##### PAGE EXCERPT
The Democratic dominated General Assembly approved Governor Dannel Malloy’s then unbalanced budget the first week of May. And although it took two and a half months to finalize a budget that some still consider out of balance, the Malloy administration was never-the-less able to find nearly $1 billion to invest in a UCHC building program, not the first time the state has thrown money into the black hole in Farmington.
This year’s tax and spending budget allowed the administration to reap an artificial surplus of about $1 billion. Call it a make work for unions slush fund or a political hedge fund, the extra billion may be used much in the way that Tammany Hall of blessed memory used “walking around money” to purchase affection and votes.
Agents of the Malloy administration dickered for months with SEBAC, a coalition of unions authorized to negotiate contracts with the state, in an attempt to realize temporary savings. A goodly portion of the savings will be temporary, because the two year wage freeze imposed on unions will give rise at its terminus to wage increases of three percent for the next three years, after which the governor will find himself in much the same union contract negotiation tar patch from which he has just now extricated himself, particularly if he feels the need to cut spending further as the state and country lopes in the direction of a double dip recession.
Mr. Malloy’s final budget plan let out the back door a series of pestilential problems that soon will be begging admittance at the front door.
All the indicators suggest that Connecticut’s debt will grow. The nation may be in even worse shape. The national government is spending nearly twice as much in excess of its revenue: Projected expenditure in 2011 is 3.77 trillion, while revenue is 2.15 trillion. The interest paid on national debt to creditors, mostly China, is enough to fund that nation’s entire military budget.
##########
##### ENTRIES PROVIDED
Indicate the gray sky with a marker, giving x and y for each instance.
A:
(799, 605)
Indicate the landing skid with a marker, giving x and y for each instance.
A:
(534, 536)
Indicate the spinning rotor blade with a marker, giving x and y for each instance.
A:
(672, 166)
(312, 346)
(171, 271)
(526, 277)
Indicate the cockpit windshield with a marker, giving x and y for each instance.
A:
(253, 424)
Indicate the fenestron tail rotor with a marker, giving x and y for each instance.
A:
##########
List every geographic place (town, state, or country) named in the commentary on Connecticut's budget.

• [ANSWER SPACE] Farmington, Connecticut, China